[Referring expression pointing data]
##########

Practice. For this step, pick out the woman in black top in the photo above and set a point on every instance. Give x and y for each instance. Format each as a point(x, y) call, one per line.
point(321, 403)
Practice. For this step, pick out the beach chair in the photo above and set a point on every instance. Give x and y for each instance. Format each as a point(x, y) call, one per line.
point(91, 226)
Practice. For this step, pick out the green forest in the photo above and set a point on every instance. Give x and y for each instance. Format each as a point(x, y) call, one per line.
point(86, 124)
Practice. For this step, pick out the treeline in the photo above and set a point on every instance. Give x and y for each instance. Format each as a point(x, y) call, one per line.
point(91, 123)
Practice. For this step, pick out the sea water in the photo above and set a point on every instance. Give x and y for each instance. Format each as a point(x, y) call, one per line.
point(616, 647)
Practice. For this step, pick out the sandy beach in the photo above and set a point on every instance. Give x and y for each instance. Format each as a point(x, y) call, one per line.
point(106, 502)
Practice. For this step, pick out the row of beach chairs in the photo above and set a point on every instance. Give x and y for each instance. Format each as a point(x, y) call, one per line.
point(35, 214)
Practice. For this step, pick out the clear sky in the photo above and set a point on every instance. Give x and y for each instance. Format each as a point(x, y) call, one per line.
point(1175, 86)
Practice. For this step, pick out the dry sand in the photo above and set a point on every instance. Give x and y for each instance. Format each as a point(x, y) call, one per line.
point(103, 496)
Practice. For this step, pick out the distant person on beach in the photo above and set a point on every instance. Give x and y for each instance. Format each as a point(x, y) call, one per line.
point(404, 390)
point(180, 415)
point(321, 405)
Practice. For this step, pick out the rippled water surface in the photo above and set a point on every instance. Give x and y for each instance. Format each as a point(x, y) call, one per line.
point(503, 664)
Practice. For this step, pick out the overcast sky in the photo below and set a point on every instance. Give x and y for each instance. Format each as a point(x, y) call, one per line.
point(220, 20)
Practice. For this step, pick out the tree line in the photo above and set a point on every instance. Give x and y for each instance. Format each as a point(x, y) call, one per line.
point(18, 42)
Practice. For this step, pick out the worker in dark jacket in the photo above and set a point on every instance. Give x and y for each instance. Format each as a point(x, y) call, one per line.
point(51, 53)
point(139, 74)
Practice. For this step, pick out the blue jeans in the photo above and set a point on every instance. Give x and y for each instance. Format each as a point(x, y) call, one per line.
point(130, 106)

##########

> _Exercise brief_
Starting at the line that holds "Practice. For this step, pick out the dry", set down each line exactly through the last line of the records above, and no others.

> _Solution to the problem_
Practice. For this step, pick out the dry sand in the photo above and set a point on every instance. Give x and y for each instance. Format each as a point(x, y) call, one per line.
point(103, 496)
Practice. For this step, pick out the distant person on beach in the photo above and set a point on every instance. Give x and y for each instance. Format each as a point(x, y) call, one per line.
point(404, 390)
point(180, 415)
point(321, 405)
Practice. For this step, pick out the rippled water surface in the photo above and set a point on every instance. Give x and y for each instance. Format each as a point(x, y) call, one per line.
point(503, 664)
Practice. For this step, pick out the overcast sky in the photo below and set a point on every instance. Give x and y for each instance. Format each as a point(x, y) call, one per line.
point(220, 20)
Practice. For this step, pick out the tree line in the photo above and set a point on every instance. Give x and y for each instance. Format each as a point(x, y) call, one per line.
point(18, 42)
Practice. For this step, pick out the worker in dark jacket in the photo above and set a point on every instance. Give x and y for each instance. Format each as a point(x, y) call, one per line.
point(51, 53)
point(139, 74)
Practice. For this step, pick out the blue jeans in the photo above and set a point on every instance. Give x and y for each instance. Format each as a point(x, y) call, one per line.
point(130, 106)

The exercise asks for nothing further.